#### [Record excerpts]
--*--

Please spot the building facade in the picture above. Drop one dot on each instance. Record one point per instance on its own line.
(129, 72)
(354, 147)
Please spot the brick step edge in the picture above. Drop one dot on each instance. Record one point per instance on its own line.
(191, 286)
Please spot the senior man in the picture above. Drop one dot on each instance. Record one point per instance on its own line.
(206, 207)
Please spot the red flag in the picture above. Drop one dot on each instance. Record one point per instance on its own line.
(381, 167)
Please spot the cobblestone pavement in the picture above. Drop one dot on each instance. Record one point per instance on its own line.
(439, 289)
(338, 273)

--*--

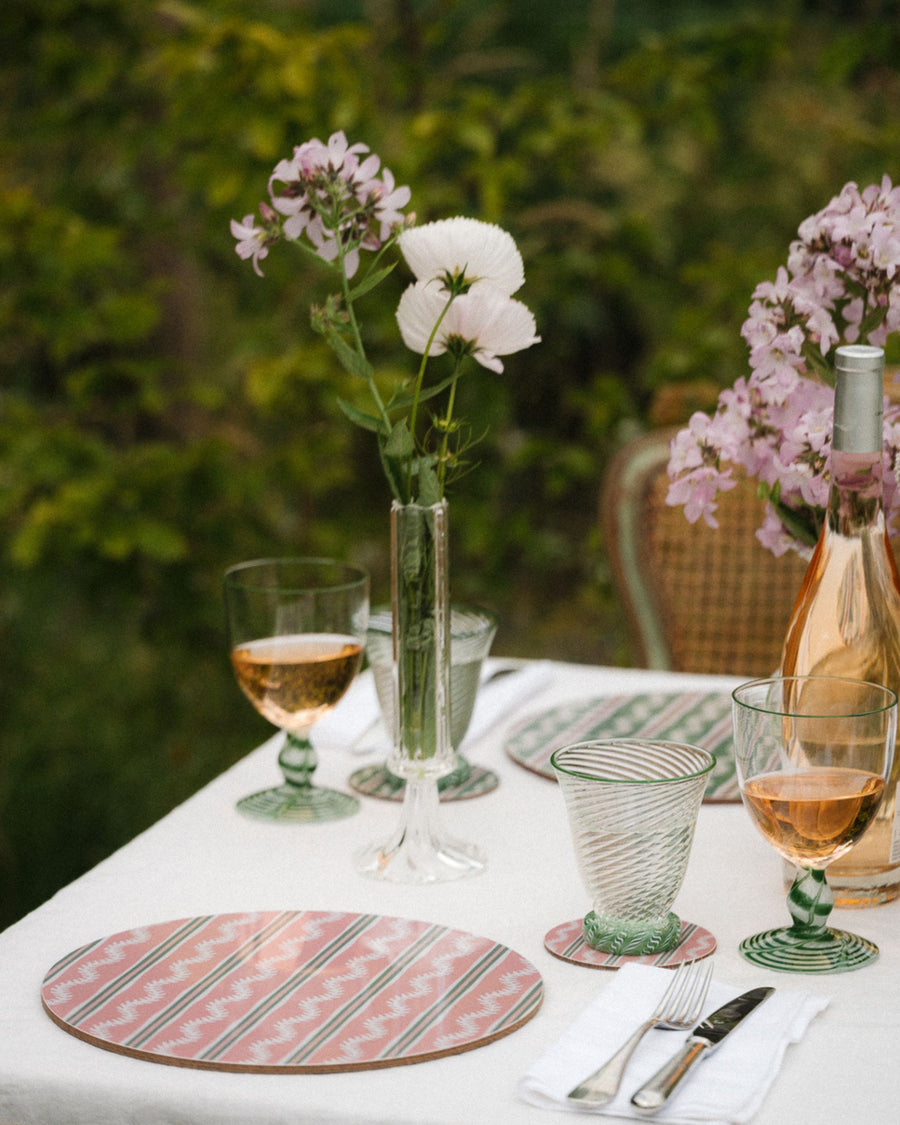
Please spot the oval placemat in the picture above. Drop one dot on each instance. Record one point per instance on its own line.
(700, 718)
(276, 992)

--*--

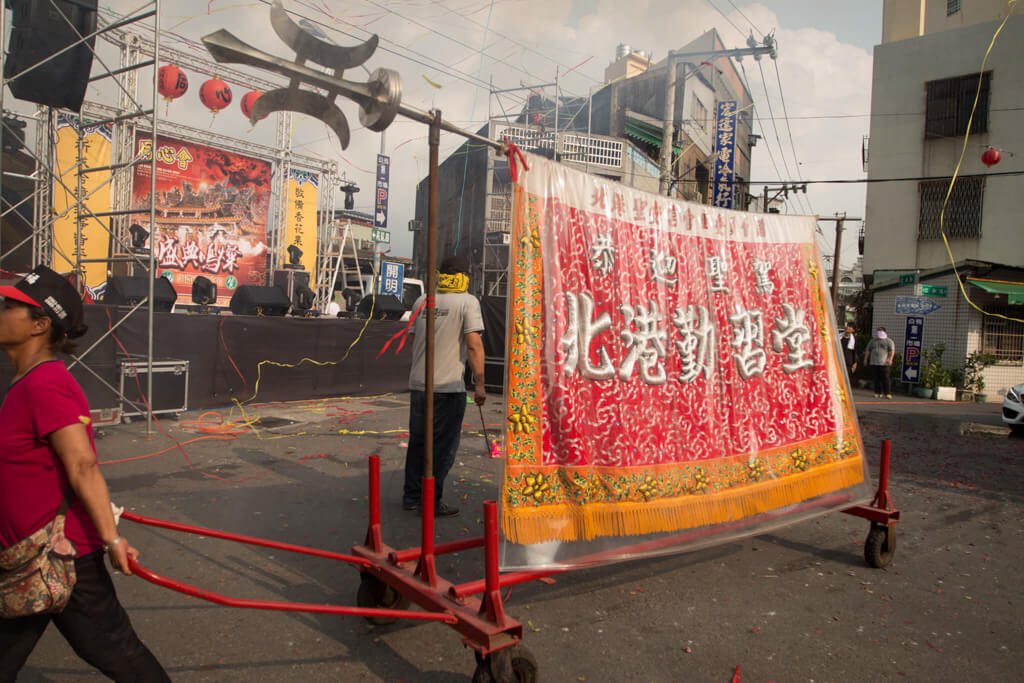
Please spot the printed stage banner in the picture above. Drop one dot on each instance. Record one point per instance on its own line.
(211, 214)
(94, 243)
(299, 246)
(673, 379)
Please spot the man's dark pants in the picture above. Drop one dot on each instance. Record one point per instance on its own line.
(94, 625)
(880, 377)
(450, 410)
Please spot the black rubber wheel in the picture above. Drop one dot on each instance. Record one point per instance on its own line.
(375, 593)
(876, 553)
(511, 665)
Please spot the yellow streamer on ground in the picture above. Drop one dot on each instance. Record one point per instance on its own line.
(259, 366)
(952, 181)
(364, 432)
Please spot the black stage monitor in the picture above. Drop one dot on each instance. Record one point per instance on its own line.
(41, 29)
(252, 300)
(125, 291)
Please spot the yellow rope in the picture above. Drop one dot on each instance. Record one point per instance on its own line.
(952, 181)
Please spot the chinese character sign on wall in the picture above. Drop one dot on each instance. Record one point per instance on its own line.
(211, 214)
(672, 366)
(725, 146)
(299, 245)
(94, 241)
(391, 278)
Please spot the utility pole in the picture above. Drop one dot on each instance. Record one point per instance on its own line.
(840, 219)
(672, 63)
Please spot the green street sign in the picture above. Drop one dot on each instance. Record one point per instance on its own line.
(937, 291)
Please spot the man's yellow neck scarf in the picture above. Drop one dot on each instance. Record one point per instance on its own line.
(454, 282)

--*--

#### [What to produce]
Gather every line of the entries above that contains the word "black", copying each line in full. Match case exactly.

#### [The completed task]
Please spot the black rubber wheel in the picture above. Drop one dot on each instance. Record one point per instance on its own line.
Please spot the black stage monitor in the picture above. Drop one dot on each instance. Record one point per instance on its own line.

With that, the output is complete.